---------- Excerpt to read ----------

Long Beach Woman Pleads Guilty to Illegally Shipping Ammunition to the Philippines

A Long Beach woman pleaded guilty Monday to charges of illegally shipping thousands of rounds of ammunition to the Philippines, the United States Department of Justice announced Wednesday.

Marlou Mendoza, 61, admitted to sending three shipments of .22-caliber ammunition, approximately 131,300 rounds, to the Philippines in June 2011. 

Marlou pleaded guilty to three counts of failing to provide required written notice to freight forwarders that her shipments contained ammunition destined for a foreign country.

Currently, Marlou is free on bond and is scheduled to be sentenced by U.S. District Judge George H. Wu April 20. Since Marlou pleaded guilty to the charges, she faces a statutory maximum charge of 15 years in federal prison.

In a related case, Marlou’s son, 31-year-old Mark Louie Mendoza, was charged last year with illegally shipping hundreds of thousands of dollars worth of ammunition and firearms parts, disguised and labeled as household items, to the Philippines. 

mug shotMark, who was the president of a “tools and equipment” company in Long Beach called Last Resort Armaments, is currently a fugitive. He is named in an eight-count indictment with charges including conspiracy, smuggling, money laundering and unlawfully exporting arms.

----------

Exercise:
Continue the news article about the Long Beach ammunition shipping case from the point where it stops.

---------- Dataset excerpts ----------

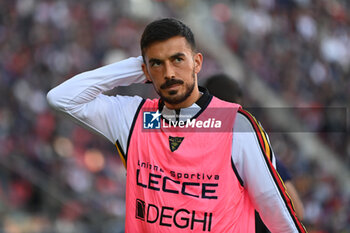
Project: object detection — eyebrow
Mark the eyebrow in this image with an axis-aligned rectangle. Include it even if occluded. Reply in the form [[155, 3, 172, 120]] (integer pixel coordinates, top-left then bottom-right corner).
[[148, 52, 185, 63]]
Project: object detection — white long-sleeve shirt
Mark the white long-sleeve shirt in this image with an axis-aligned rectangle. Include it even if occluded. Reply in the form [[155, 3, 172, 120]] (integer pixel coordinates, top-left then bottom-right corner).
[[47, 57, 304, 233]]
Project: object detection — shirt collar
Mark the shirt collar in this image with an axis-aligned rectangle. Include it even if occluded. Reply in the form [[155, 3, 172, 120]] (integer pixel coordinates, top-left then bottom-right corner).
[[158, 87, 213, 121]]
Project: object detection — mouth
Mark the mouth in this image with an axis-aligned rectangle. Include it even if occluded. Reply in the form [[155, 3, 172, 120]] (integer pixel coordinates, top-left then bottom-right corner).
[[160, 79, 184, 89]]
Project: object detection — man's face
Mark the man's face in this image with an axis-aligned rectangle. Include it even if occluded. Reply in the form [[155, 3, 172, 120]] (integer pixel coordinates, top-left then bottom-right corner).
[[142, 36, 202, 107]]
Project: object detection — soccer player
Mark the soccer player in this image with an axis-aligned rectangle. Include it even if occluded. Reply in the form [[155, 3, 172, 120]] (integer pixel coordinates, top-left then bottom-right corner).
[[47, 18, 305, 233]]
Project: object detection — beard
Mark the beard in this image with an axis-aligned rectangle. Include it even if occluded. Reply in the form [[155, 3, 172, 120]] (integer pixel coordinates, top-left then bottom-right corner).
[[157, 68, 195, 104]]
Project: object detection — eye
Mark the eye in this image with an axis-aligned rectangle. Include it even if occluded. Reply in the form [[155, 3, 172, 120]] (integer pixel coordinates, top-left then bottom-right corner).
[[175, 57, 184, 63], [151, 61, 161, 67]]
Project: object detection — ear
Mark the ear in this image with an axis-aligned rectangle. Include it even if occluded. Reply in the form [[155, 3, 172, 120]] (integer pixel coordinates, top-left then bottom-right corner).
[[142, 63, 152, 82], [193, 53, 203, 74]]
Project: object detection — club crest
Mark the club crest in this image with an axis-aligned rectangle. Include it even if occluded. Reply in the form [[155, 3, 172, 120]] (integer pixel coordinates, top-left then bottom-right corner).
[[169, 136, 184, 152]]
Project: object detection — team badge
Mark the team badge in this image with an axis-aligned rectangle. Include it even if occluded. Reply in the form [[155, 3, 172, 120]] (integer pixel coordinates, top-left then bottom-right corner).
[[169, 136, 184, 152]]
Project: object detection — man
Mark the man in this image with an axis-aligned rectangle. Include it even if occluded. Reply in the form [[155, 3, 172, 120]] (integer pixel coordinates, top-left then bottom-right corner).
[[47, 18, 305, 233], [205, 74, 304, 233]]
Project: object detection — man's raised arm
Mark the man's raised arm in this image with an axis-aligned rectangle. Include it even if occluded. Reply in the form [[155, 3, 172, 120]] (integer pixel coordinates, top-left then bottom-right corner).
[[47, 57, 146, 147]]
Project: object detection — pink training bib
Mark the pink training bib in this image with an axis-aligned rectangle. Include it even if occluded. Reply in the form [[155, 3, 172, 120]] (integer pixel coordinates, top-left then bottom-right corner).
[[125, 97, 255, 233]]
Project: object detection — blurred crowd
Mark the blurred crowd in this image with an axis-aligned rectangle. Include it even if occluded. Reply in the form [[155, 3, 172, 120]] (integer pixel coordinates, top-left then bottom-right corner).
[[0, 0, 350, 233]]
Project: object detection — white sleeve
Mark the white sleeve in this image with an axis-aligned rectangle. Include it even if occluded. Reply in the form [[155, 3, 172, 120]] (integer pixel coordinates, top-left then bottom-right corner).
[[47, 57, 146, 151], [232, 112, 304, 233]]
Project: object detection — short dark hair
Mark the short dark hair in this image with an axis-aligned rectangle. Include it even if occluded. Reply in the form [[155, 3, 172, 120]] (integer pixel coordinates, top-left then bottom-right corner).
[[140, 18, 196, 57]]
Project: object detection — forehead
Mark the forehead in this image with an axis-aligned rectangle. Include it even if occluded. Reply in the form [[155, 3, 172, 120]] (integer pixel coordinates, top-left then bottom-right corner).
[[145, 36, 192, 59]]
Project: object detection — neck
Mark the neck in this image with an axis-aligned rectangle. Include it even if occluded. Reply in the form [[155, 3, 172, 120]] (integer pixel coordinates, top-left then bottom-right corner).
[[164, 85, 202, 109]]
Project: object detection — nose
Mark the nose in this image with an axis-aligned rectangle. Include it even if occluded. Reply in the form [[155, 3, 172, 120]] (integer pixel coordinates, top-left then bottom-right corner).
[[164, 61, 175, 79]]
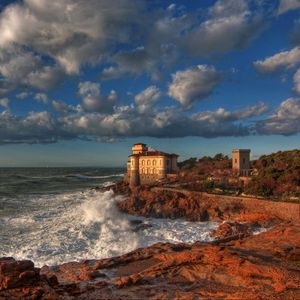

----------

Answer:
Through his business, Mark allegedly purchased more than $100,000 worth of ammunition and firearm accessories during a six-month period in 2011. Some of the items he allegedly purchased, including parts for M-16 and AR-15 type rifles, are listed as defense articles in the U.S. Munitions List and, in accordance with the Arms Export Control Act, may not be shipped to the Philippines without a license from the State Department.

“Federal export regulations and laws like the Arms Export Control Act are designed to prevent dangerous materials from reaching the hands of people who may cause harm to the United States, its interests, or its allies,” said United States Attorney Eileen M. Decker in a statement. “This case involves a significant amount of ammunition destined for the Philippines, and once there the items could have been transported anywhere in the world and used for any purpose. This case exemplifies the importance of stopping the flow of illegally trafficked weapons to foreign nations, and the dedicated efforts of law enforcement to prevent such conduct.”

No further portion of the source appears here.